THE FOOL AND THE PHOENIX

A TALE OF OLD JAPAN

In this original tale of a mute birdcatcher who nets a phoenix and saves his village from a bandit, Lattimore (Arabian Nights, 1995, etc.) shows little of the zeal for authenticity and depth of research that characterize her other works. In feudal Japan, the shogun has threatened to burn down a village he believes is harboring his stolen treasure. Hideo, the birdcatcher, sees a scar on a passing bandit's forehead and an identical one on Nobu, head of the village council, but fails to connect the two until after he frees and falls in love with a phoenix, and then performs several random good deeds. After trying to kill Hideo—who is speechless and unable to defend himself—for the thievery, Nobu hears the phoenix's accusation and instantly confesses all. Hideo and the phoenix disappear into a tree and are last seen, many years later, flying off wing in wing (though the illustration depicts an odd, birdlike creature with two heads on a single body). The intricately brushed scenes are backed by foamy trails of dingy-looking mist to go with the heavily contrived plot. A somewhat superficial background note is appended, which wrongly implies that the legend of the phoenix is a Japanese story, when it is actually found in many cultures. (Picture book. 7-9)
.....
* [STATED PROBLEM A] In the book review, what does the shogun threaten to do to the village?

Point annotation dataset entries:
.....
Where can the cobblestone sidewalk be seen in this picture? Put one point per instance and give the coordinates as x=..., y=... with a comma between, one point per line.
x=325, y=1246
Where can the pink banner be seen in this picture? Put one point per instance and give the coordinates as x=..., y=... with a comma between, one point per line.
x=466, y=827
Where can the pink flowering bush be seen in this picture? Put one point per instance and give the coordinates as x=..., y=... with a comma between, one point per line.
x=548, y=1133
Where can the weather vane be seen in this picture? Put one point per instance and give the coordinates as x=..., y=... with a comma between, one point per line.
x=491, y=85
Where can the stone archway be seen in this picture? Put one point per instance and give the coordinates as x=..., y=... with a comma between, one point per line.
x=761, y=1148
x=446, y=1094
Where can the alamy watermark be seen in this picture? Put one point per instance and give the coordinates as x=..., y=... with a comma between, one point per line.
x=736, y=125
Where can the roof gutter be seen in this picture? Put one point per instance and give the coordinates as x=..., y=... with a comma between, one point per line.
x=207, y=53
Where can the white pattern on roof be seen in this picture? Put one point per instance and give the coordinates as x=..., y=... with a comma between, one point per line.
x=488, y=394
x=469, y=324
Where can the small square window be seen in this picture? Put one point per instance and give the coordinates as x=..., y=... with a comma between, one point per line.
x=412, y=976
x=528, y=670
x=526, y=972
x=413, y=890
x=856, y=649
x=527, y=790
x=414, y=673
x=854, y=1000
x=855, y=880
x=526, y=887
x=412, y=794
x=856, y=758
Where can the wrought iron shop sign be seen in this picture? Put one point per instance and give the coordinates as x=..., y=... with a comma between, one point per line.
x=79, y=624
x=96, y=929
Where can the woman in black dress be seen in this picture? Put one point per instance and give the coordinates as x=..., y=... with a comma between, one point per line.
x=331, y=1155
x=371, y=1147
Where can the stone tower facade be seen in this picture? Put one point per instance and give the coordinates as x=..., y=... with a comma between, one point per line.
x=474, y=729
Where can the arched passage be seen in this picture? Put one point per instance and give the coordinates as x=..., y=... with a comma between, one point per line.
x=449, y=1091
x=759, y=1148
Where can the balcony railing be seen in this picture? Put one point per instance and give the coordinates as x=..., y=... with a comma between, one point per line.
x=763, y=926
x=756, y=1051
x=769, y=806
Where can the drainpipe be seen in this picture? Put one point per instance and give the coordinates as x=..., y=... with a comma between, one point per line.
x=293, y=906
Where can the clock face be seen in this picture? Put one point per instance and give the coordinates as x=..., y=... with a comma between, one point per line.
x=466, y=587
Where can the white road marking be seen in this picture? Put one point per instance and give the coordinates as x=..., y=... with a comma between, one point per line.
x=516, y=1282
.....
* [STATED PROBLEM B] Return every line of the entries that contains the string "roof". Case counts.

* [TASK RESULT A] He threatens to burn down the village, which he believes is harboring his stolen treasure.

* [TASK RESULT B]
Where can the roof gutter be seen in this picture? Put one point per instance and give the coordinates as x=..., y=... with a comma between, one point per line.
Where can the white pattern on roof be seen in this picture? Put one point per instance and give the coordinates as x=..., y=... with a comma between, one point per line.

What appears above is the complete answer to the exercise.